§ TASK REQUIREMENTS:
Please convert the records below into a Markdown table with two columns, Row and Record. Number each line in Row, put its text in Record, and leave out blank lines.

§ ROWS:
::::
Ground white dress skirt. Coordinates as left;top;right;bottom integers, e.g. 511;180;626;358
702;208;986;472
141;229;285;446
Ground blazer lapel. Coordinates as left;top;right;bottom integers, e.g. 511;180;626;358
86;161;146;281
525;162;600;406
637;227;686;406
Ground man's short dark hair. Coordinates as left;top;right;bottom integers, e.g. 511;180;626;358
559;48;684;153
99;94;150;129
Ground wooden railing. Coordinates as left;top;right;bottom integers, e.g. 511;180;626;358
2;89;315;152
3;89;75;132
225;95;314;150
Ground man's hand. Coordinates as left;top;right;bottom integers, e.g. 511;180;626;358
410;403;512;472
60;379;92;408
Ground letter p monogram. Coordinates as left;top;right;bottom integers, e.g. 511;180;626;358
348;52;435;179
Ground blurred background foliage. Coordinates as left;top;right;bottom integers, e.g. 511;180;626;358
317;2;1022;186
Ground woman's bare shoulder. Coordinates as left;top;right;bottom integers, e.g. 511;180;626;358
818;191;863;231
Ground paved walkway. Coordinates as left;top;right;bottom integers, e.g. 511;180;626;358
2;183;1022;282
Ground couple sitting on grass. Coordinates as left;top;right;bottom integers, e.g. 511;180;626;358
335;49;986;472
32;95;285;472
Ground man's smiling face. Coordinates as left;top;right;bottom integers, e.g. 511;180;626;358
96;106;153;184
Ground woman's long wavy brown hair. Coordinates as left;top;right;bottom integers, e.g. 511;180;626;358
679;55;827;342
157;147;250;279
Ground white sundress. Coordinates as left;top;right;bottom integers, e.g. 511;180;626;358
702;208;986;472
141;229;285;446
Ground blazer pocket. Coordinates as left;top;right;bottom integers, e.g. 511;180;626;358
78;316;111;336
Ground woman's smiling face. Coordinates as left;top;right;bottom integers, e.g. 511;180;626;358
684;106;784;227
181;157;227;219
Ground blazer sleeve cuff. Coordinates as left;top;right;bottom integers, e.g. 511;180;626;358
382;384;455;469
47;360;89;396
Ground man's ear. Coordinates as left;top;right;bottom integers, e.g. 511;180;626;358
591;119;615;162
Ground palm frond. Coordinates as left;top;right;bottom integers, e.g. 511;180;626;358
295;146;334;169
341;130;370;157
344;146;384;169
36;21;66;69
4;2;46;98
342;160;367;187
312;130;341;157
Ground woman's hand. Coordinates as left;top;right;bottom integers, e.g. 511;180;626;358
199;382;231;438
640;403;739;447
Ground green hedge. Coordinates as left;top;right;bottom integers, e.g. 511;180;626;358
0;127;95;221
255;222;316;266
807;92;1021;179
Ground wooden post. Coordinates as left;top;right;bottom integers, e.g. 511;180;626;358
::::
§ FINAL RESULT:
| Row | Record |
|---|---|
| 1 | Ground white dress skirt. Coordinates as left;top;right;bottom integers, e.g. 511;180;626;358 |
| 2 | 702;208;986;472 |
| 3 | 141;229;285;446 |
| 4 | Ground blazer lapel. Coordinates as left;top;right;bottom integers, e.g. 511;180;626;358 |
| 5 | 86;161;146;281 |
| 6 | 525;162;600;406 |
| 7 | 637;227;686;406 |
| 8 | Ground man's short dark hair. Coordinates as left;top;right;bottom integers, e.g. 511;180;626;358 |
| 9 | 559;48;684;153 |
| 10 | 99;94;150;129 |
| 11 | Ground wooden railing. Coordinates as left;top;right;bottom integers, e.g. 511;180;626;358 |
| 12 | 2;89;315;152 |
| 13 | 3;89;75;132 |
| 14 | 225;95;314;150 |
| 15 | Ground man's hand. Coordinates as left;top;right;bottom integers, e.g. 511;180;626;358 |
| 16 | 410;403;512;472 |
| 17 | 60;379;92;408 |
| 18 | Ground letter p monogram. Coordinates as left;top;right;bottom integers, e.g. 511;180;626;358 |
| 19 | 348;52;435;179 |
| 20 | Ground blurred background foliage. Coordinates as left;top;right;bottom integers, e.g. 511;180;626;358 |
| 21 | 317;2;1022;186 |
| 22 | Ground woman's bare shoulder. Coordinates as left;top;right;bottom integers, e.g. 511;180;626;358 |
| 23 | 818;191;863;231 |
| 24 | Ground paved walkway. Coordinates as left;top;right;bottom integers, e.g. 511;180;626;358 |
| 25 | 2;183;1022;282 |
| 26 | Ground couple sitting on grass. Coordinates as left;top;right;bottom integers, e.g. 511;180;626;358 |
| 27 | 335;49;986;472 |
| 28 | 32;95;285;472 |
| 29 | Ground man's smiling face. Coordinates as left;top;right;bottom integers, e.g. 511;180;626;358 |
| 30 | 96;106;153;184 |
| 31 | Ground woman's long wavy brown hair. Coordinates as left;top;right;bottom integers, e.g. 511;180;626;358 |
| 32 | 679;55;827;342 |
| 33 | 157;147;250;279 |
| 34 | Ground white sundress. Coordinates as left;top;right;bottom integers, e.g. 511;180;626;358 |
| 35 | 702;208;986;472 |
| 36 | 141;229;285;446 |
| 37 | Ground blazer pocket. Coordinates as left;top;right;bottom integers, e.g. 511;180;626;358 |
| 38 | 78;316;111;336 |
| 39 | Ground woman's smiling face. Coordinates as left;top;right;bottom integers, e.g. 511;180;626;358 |
| 40 | 684;106;784;227 |
| 41 | 181;157;227;219 |
| 42 | Ground blazer sleeve cuff. Coordinates as left;top;right;bottom integers, e.g. 511;180;626;358 |
| 43 | 382;384;455;469 |
| 44 | 47;360;89;396 |
| 45 | Ground man's ear. Coordinates as left;top;right;bottom integers, e.g. 511;180;626;358 |
| 46 | 591;119;615;162 |
| 47 | Ground palm frond. Coordinates as left;top;right;bottom integers, e.g. 511;180;626;358 |
| 48 | 295;146;334;169 |
| 49 | 341;130;370;157 |
| 50 | 344;146;384;169 |
| 51 | 36;21;66;69 |
| 52 | 4;2;46;98 |
| 53 | 342;160;367;187 |
| 54 | 312;130;341;157 |
| 55 | Ground woman's hand. Coordinates as left;top;right;bottom integers, e.g. 511;180;626;358 |
| 56 | 199;382;231;438 |
| 57 | 640;403;739;447 |
| 58 | Ground green hedge. Coordinates as left;top;right;bottom integers, e.g. 511;180;626;358 |
| 59 | 0;127;95;221 |
| 60 | 255;222;316;266 |
| 61 | 807;92;1021;179 |
| 62 | Ground wooden post. Coordinates as left;top;right;bottom integers, e.g. 511;180;626;358 |